Task to carry out:
Pull out each line in the entries below that contains the word "building", and reproduce those lines in full.

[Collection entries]
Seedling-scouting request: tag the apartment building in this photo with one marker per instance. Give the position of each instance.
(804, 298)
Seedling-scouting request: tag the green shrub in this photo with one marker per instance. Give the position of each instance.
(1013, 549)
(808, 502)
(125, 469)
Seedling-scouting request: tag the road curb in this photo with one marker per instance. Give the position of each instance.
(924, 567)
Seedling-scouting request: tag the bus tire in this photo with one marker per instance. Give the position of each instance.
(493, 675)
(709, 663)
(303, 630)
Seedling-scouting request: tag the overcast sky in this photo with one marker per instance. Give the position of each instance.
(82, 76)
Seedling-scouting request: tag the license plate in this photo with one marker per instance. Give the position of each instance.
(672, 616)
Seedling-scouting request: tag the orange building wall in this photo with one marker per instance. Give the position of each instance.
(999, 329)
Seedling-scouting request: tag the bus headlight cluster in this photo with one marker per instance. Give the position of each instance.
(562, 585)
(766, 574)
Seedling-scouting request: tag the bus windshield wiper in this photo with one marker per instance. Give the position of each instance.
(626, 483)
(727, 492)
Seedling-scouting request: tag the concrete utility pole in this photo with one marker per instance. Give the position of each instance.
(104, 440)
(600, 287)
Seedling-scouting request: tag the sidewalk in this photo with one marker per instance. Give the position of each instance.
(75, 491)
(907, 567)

* * *

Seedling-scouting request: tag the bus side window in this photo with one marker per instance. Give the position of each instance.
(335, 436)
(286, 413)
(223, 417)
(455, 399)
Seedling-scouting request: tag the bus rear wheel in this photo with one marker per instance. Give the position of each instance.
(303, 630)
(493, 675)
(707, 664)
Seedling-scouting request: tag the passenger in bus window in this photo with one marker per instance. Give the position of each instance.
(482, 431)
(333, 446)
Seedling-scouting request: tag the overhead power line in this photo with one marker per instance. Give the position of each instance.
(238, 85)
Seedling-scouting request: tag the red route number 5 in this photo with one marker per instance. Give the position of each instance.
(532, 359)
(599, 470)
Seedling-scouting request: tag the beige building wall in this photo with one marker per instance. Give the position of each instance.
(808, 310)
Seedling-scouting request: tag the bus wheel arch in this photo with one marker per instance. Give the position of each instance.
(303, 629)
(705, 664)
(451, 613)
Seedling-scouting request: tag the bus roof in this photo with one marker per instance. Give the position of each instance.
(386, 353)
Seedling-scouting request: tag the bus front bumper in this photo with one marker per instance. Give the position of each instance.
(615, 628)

Reply to the exercise:
Seedling-scouting request: tag the apartment building in this photo with one marker per instance. Give the position of each instance.
Seedling-scouting request: tag the orange building wall in this photo with one marker per instance. Give the position of each instance.
Seedling-scouting request: tag the beige building wall in this photo with one marker per instance. Give the position of each instance.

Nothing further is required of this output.